WHAT IS EXPECTED> Each line of the data below holding the word "with" must be copied.

——

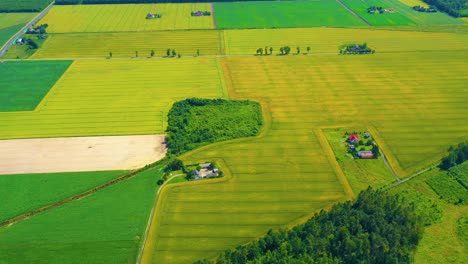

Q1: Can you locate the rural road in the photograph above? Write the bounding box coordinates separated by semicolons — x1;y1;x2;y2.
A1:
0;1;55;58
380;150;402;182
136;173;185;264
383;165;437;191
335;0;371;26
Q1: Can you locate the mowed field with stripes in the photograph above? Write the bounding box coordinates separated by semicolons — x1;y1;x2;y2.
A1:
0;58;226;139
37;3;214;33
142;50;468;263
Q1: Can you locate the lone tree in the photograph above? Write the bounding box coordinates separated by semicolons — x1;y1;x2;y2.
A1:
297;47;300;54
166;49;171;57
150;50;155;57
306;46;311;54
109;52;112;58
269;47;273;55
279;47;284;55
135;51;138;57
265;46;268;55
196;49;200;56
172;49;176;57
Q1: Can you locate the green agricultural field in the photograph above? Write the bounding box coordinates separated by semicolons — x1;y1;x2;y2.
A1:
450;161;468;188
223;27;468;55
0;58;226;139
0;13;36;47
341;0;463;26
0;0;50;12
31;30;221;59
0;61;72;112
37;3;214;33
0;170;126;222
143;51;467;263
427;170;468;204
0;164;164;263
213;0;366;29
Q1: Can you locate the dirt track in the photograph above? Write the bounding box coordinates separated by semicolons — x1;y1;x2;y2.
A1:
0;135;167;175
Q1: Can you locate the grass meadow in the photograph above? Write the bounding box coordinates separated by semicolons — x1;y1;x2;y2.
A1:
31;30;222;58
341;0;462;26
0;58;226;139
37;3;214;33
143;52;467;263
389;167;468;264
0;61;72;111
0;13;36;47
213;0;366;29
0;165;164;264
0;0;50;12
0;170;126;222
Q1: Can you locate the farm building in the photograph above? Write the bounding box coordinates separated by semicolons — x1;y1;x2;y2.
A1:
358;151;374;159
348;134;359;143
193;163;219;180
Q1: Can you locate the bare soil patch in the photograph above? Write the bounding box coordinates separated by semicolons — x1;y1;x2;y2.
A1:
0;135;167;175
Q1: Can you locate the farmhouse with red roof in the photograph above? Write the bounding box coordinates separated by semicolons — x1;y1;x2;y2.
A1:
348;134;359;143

——

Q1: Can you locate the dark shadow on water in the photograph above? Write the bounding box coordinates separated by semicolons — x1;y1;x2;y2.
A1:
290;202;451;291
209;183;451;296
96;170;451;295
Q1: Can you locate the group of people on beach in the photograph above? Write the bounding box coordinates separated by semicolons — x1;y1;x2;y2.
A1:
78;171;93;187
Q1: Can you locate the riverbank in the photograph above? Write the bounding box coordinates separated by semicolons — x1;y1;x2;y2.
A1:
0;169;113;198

——

SOLUTION TO THIS EXERCISE>
Q1: Can you locate the mowed field with stripes in the photograph above? Write the bounding box coordinates separated by semicolons — x1;y1;x2;y2.
Q1: Can you locate the farmhouse with red roof in the photograph above? Write the bounding box coordinates separated by semicolons — x1;y1;x2;y2.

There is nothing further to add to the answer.